Stored records
Start of Block

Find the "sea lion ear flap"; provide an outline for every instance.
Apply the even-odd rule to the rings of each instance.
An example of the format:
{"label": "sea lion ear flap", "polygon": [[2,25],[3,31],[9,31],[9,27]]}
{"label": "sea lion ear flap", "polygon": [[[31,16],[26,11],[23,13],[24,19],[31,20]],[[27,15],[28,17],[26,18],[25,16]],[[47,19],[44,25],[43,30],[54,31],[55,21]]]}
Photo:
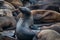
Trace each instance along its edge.
{"label": "sea lion ear flap", "polygon": [[19,10],[27,17],[31,15],[31,10],[27,7],[19,7]]}

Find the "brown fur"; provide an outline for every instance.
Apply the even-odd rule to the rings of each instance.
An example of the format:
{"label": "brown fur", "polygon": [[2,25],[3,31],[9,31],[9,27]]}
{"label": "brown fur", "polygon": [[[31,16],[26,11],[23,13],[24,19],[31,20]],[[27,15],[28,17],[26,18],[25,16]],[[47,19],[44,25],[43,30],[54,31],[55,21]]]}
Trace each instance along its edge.
{"label": "brown fur", "polygon": [[[47,13],[48,12],[48,13]],[[56,22],[60,21],[60,13],[56,11],[51,10],[32,10],[31,11],[34,19],[40,19],[44,14],[44,17],[42,18],[43,22]]]}
{"label": "brown fur", "polygon": [[[2,30],[3,28],[15,28],[16,27],[16,20],[13,17],[0,17],[0,29]],[[1,31],[0,30],[0,31]]]}
{"label": "brown fur", "polygon": [[55,30],[57,31],[58,33],[60,33],[60,23],[56,23],[56,24],[53,24],[51,26],[43,26],[41,27],[41,29],[52,29],[52,30]]}
{"label": "brown fur", "polygon": [[7,8],[9,8],[11,11],[15,10],[15,7],[11,3],[7,2],[7,1],[4,1],[4,5]]}
{"label": "brown fur", "polygon": [[38,40],[60,40],[60,34],[54,30],[42,30],[37,35]]}
{"label": "brown fur", "polygon": [[14,9],[14,7],[6,1],[4,1],[4,6],[6,6],[9,9],[2,9],[2,11],[0,11],[0,31],[2,31],[2,29],[5,27],[13,28],[16,26],[16,20],[13,18],[12,15],[12,9]]}
{"label": "brown fur", "polygon": [[23,6],[23,4],[20,0],[5,0],[5,1],[13,4],[14,6]]}
{"label": "brown fur", "polygon": [[15,10],[15,7],[11,3],[6,2],[6,1],[4,1],[4,6],[6,7],[6,9],[0,9],[0,15],[13,17],[12,12]]}
{"label": "brown fur", "polygon": [[11,10],[6,10],[5,13],[3,13],[5,10],[2,9],[2,11],[0,12],[0,16],[8,16],[8,17],[13,17],[12,15],[12,11]]}

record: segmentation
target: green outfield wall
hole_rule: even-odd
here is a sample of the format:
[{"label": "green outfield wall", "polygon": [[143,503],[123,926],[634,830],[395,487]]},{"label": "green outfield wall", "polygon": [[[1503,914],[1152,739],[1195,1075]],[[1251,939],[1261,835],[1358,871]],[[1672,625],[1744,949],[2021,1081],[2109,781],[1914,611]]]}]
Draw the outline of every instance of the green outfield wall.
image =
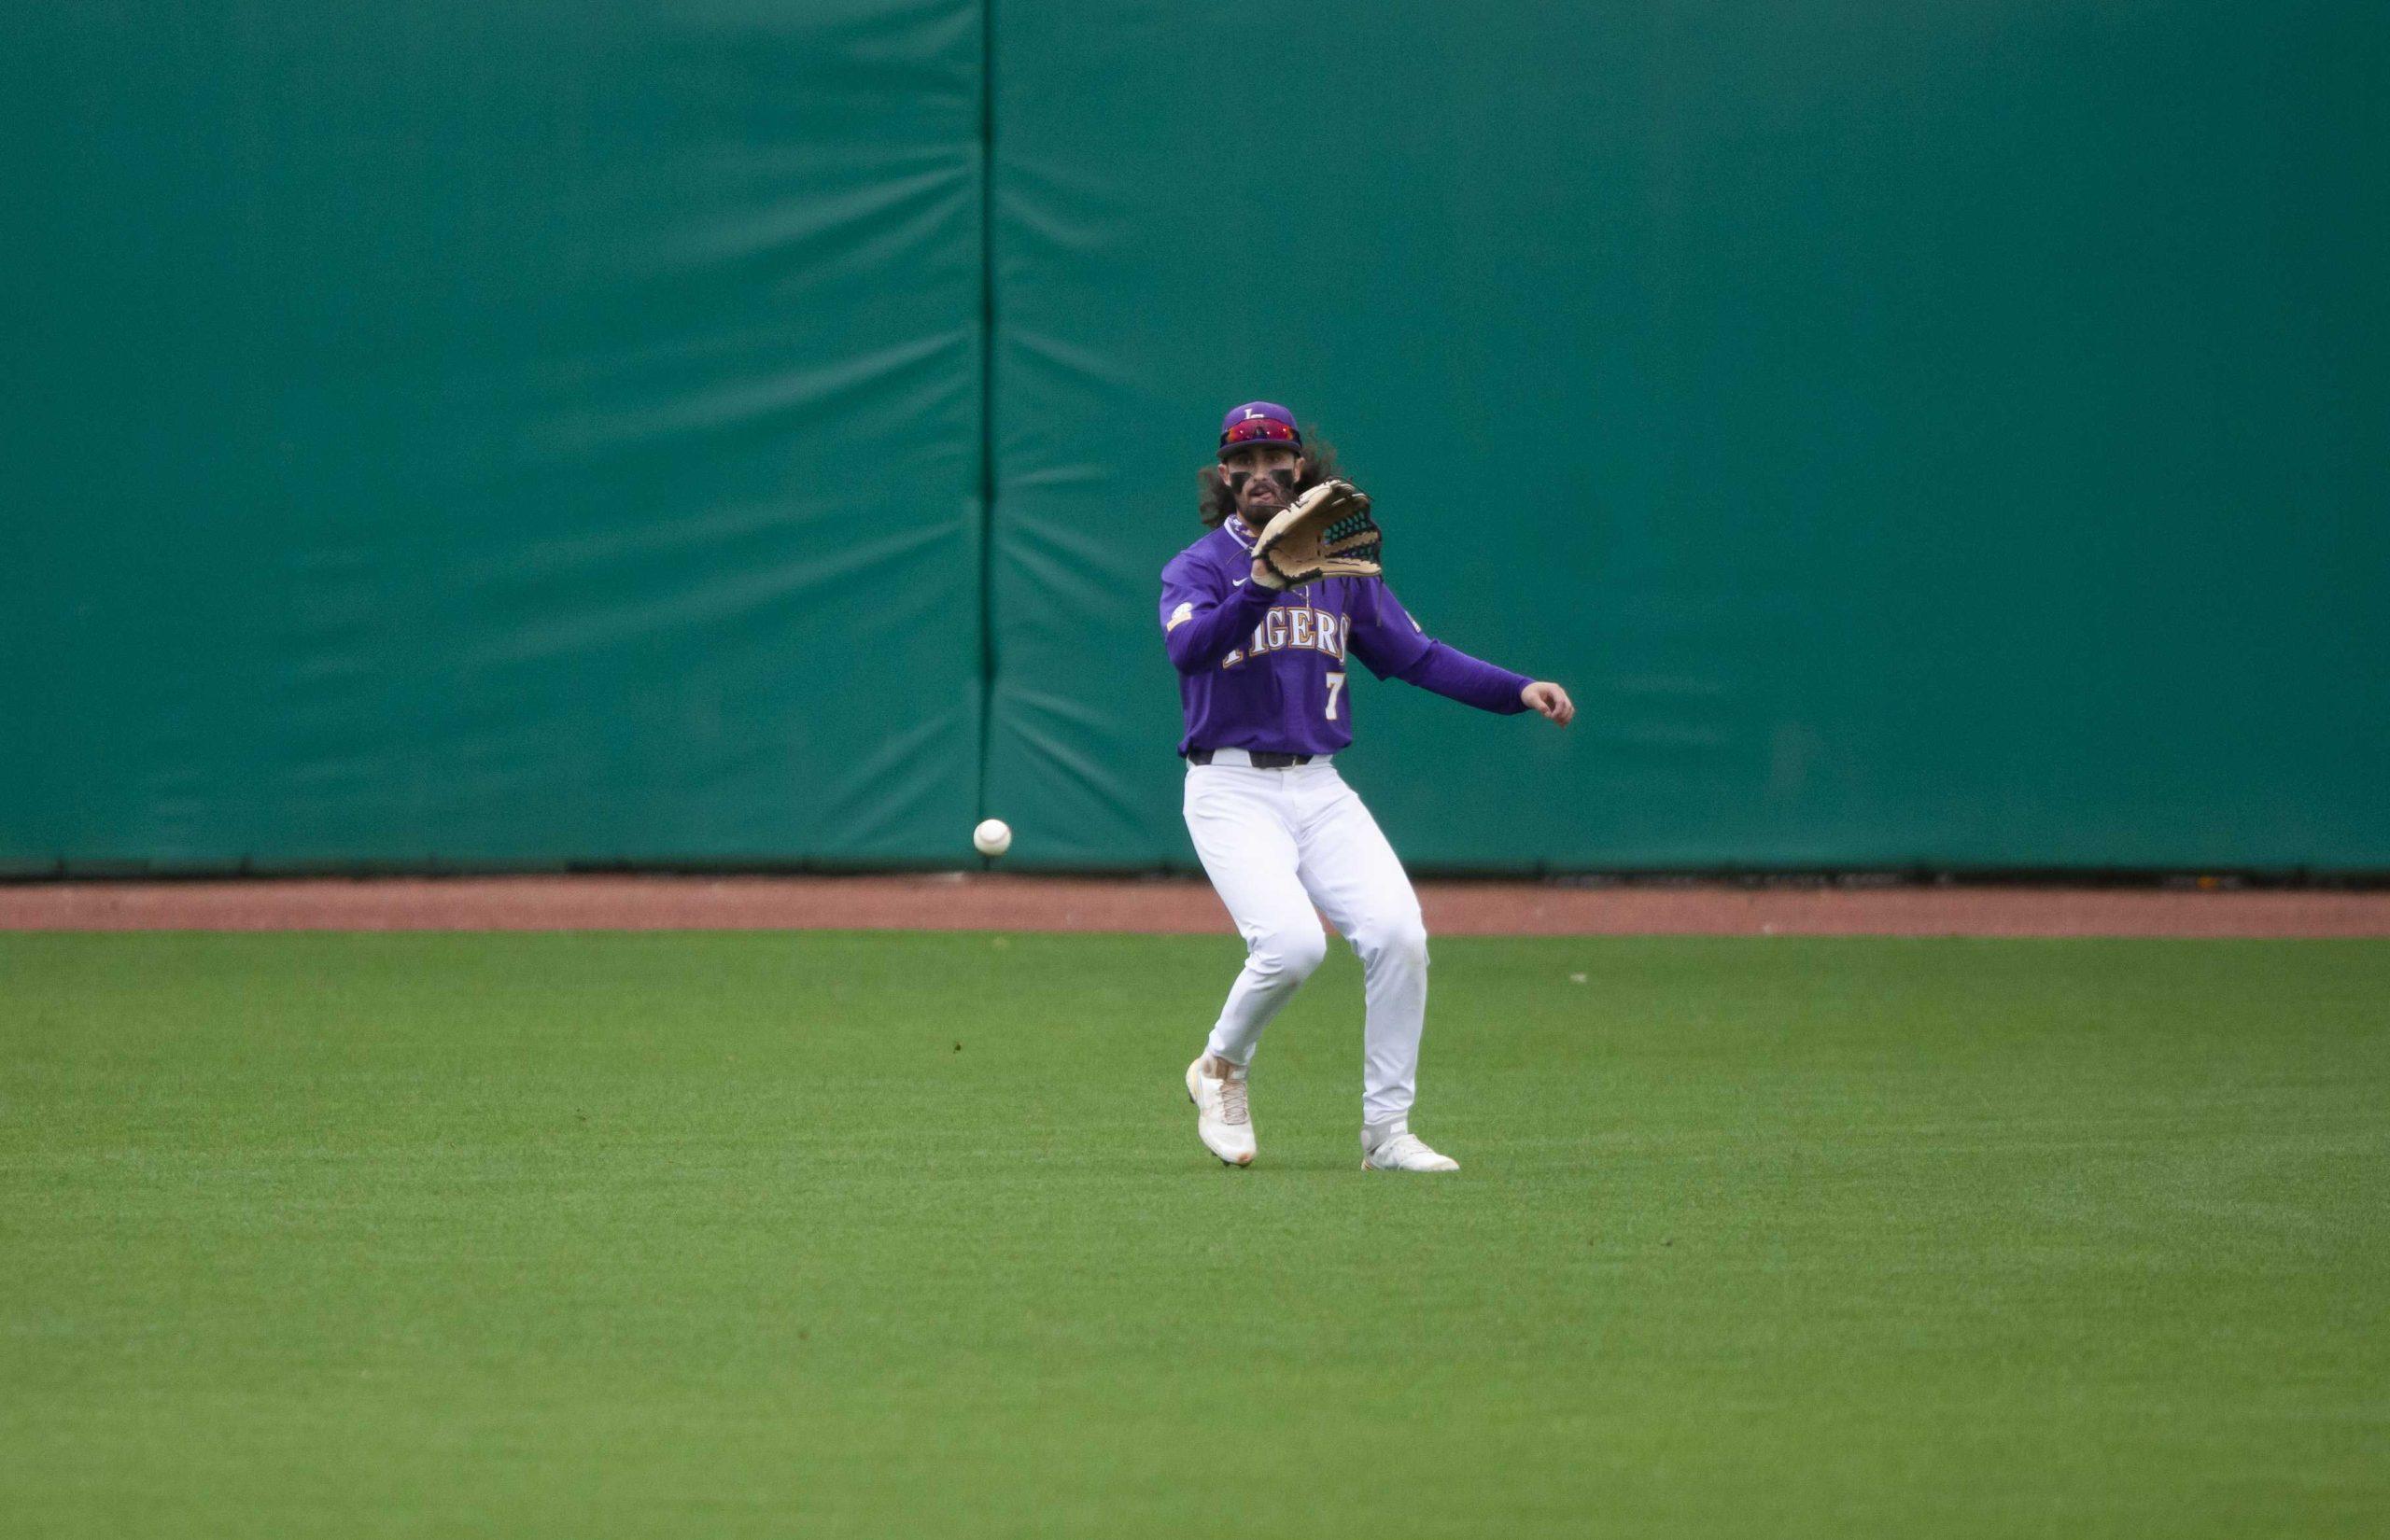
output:
[{"label": "green outfield wall", "polygon": [[[0,872],[1190,864],[1293,404],[1414,863],[2390,869],[2390,10],[19,7]],[[992,496],[991,496],[992,494]]]}]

End of Block

How to complete this task = Reproduce all of the entries above word for word, but leave out their pictures.

Exercise result =
Find the "sea lion ear flap"; provide an outline for every instance.
Apply the even-odd rule to the rings of each instance.
An example of the format:
{"label": "sea lion ear flap", "polygon": [[2,25],[3,31],[9,31],[9,27]]}
{"label": "sea lion ear flap", "polygon": [[[31,16],[26,11],[23,13],[24,19],[31,20]],[[27,15],[28,17],[26,18],[25,16]],[[47,19],[44,25],[43,30],[54,31],[55,21]]]}
Photo:
Trace each instance along its edge.
{"label": "sea lion ear flap", "polygon": [[19,10],[27,17],[31,15],[31,10],[27,7],[19,7]]}

Find the "brown fur"; provide an outline for every instance.
Apply the even-odd rule to the rings of each instance.
An example of the format:
{"label": "brown fur", "polygon": [[2,25],[3,31],[9,31],[9,27]]}
{"label": "brown fur", "polygon": [[[31,16],[26,11],[23,13],[24,19],[31,20]],[[27,15],[28,17],[26,18],[25,16]],[[47,19],[44,25],[43,30],[54,31],[55,21]]]}
Trace each instance along its edge.
{"label": "brown fur", "polygon": [[[47,13],[48,12],[48,13]],[[56,22],[60,21],[60,13],[56,11],[51,10],[32,10],[31,11],[34,19],[40,19],[44,14],[44,17],[42,18],[43,22]]]}
{"label": "brown fur", "polygon": [[[2,30],[3,28],[15,28],[16,27],[16,20],[13,17],[0,17],[0,29]],[[1,31],[0,30],[0,31]]]}
{"label": "brown fur", "polygon": [[55,30],[57,31],[58,33],[60,33],[60,23],[56,23],[56,24],[53,24],[51,26],[43,26],[41,27],[41,29],[52,29],[52,30]]}
{"label": "brown fur", "polygon": [[7,8],[9,8],[11,11],[15,10],[15,7],[11,3],[7,2],[7,1],[4,1],[4,5]]}
{"label": "brown fur", "polygon": [[38,40],[60,40],[60,34],[54,30],[42,30],[37,35]]}
{"label": "brown fur", "polygon": [[14,9],[14,7],[6,1],[4,1],[4,6],[6,6],[9,9],[2,9],[2,11],[0,11],[0,31],[2,31],[2,29],[5,27],[13,28],[16,26],[16,20],[13,18],[12,15],[12,9]]}
{"label": "brown fur", "polygon": [[23,6],[23,4],[20,0],[5,0],[5,1],[13,4],[14,6]]}
{"label": "brown fur", "polygon": [[15,10],[15,7],[11,3],[6,2],[6,1],[4,1],[4,6],[6,7],[6,9],[0,9],[0,15],[13,17],[12,12]]}
{"label": "brown fur", "polygon": [[11,10],[6,10],[5,13],[3,13],[5,10],[2,9],[2,11],[0,12],[0,16],[8,16],[8,17],[13,17],[12,15],[12,11]]}

record: segmentation
target: green outfield wall
hole_rule: even-odd
here is a sample of the format:
[{"label": "green outfield wall", "polygon": [[143,503],[123,926],[634,830],[395,487]]},{"label": "green outfield wall", "polygon": [[[1503,914],[1152,739],[1195,1075]],[[1251,939],[1261,835],[1358,871]],[[1672,625],[1744,949],[2021,1081],[2109,781],[1914,611]]]}]
Draw the outline of every instance of the green outfield wall.
image =
output:
[{"label": "green outfield wall", "polygon": [[[0,872],[1190,864],[1293,404],[1414,863],[2390,869],[2390,10],[19,7]],[[992,496],[991,496],[992,494]]]}]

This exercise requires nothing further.